[START STORED ROWS]

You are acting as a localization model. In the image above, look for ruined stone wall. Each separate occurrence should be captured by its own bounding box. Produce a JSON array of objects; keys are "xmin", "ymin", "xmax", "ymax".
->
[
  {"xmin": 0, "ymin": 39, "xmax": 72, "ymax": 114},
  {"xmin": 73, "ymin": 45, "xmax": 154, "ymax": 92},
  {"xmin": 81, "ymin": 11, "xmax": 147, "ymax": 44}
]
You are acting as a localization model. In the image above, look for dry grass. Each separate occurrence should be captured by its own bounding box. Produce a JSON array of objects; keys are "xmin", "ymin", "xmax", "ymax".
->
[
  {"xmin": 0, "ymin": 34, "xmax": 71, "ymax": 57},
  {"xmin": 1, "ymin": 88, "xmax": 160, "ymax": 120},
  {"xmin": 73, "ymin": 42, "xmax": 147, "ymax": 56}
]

[END STORED ROWS]

BRIEF ->
Please copy all of the data above line for line, without changing anything.

ANSWER TO THIS PROBLEM ->
You are acting as a localization model. In the image above, look for ruined stone wall. Each separate occurrence should be captured by its own bounding box. Produce a JSON array of objects; keys are "xmin", "ymin", "xmax", "ymax".
->
[
  {"xmin": 0, "ymin": 39, "xmax": 72, "ymax": 114},
  {"xmin": 73, "ymin": 45, "xmax": 154, "ymax": 92},
  {"xmin": 81, "ymin": 11, "xmax": 147, "ymax": 44}
]
You are acting as a localization model. In the image above, look for dry grass. Each separate occurrence should be captured by its own bounding box. Produce a JSON array of objects; keys are "xmin", "ymin", "xmax", "ymax".
->
[
  {"xmin": 0, "ymin": 34, "xmax": 71, "ymax": 57},
  {"xmin": 1, "ymin": 88, "xmax": 160, "ymax": 120},
  {"xmin": 73, "ymin": 42, "xmax": 147, "ymax": 56}
]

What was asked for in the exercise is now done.